▼▼▼

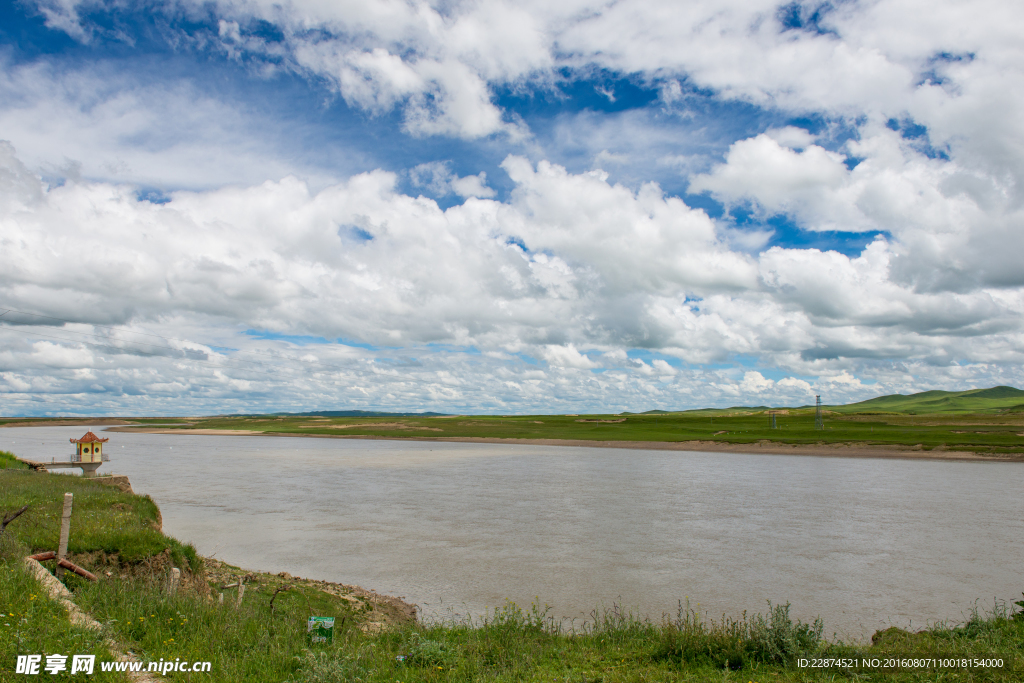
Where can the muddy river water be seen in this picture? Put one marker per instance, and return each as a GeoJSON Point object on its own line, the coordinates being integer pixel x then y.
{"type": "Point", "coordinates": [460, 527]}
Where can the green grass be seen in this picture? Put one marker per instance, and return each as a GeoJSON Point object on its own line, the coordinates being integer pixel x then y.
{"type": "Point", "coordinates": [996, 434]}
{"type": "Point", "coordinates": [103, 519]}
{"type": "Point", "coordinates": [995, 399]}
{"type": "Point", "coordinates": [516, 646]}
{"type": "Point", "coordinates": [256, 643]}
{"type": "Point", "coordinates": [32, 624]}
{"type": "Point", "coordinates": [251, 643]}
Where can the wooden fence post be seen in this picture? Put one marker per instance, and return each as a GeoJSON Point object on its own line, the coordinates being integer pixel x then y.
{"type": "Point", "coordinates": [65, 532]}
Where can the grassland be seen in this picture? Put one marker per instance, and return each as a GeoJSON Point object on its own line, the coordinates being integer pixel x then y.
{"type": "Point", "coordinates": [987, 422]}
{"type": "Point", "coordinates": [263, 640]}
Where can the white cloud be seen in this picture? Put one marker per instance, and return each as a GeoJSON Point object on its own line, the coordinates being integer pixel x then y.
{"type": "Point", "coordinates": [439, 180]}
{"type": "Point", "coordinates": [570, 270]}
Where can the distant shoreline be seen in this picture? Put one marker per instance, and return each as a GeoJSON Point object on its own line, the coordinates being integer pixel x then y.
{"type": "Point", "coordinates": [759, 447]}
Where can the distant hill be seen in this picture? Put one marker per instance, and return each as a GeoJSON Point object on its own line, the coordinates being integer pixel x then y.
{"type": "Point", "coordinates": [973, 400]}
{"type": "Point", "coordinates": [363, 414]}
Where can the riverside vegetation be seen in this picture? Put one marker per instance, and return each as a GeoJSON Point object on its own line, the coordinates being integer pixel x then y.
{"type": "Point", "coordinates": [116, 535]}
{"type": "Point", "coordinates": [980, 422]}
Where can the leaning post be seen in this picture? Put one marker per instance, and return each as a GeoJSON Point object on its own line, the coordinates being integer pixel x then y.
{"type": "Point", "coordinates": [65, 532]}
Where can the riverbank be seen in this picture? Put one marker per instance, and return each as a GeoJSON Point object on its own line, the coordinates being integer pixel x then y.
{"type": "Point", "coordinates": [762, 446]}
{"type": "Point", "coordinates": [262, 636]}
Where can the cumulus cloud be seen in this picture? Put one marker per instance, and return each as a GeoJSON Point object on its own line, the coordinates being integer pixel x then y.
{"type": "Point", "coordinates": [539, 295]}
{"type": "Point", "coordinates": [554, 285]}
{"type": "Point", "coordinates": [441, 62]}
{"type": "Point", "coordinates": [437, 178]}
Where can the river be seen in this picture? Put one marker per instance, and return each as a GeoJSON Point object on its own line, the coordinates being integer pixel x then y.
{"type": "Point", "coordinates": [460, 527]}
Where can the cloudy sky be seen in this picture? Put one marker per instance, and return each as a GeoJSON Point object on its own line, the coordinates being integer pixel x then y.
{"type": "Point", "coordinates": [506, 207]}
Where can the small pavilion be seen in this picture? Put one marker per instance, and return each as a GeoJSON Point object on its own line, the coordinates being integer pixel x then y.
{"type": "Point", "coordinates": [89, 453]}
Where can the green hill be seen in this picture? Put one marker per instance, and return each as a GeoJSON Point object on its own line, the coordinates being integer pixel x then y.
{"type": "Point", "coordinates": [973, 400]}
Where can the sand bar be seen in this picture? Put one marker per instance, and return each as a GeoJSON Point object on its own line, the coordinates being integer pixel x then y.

▲▲▲

• _PROBLEM STATEMENT_:
What are the lines from the one containing "Where can the green hill" through the end of the material? Reproduce them exactly, both ends included, with nothing added.

• _TASK OUTPUT_:
Where can the green hill be seen in this picture? Put one marker per instance, and return each as a GeoJSON Point object on its own line, the coordinates being integer pixel x then y.
{"type": "Point", "coordinates": [973, 400]}
Where can the sand bar be seen in this picture? Put one marker per instance, and return each as a GeoJSON Point object on its own line, the coordinates being integer pixel x then y.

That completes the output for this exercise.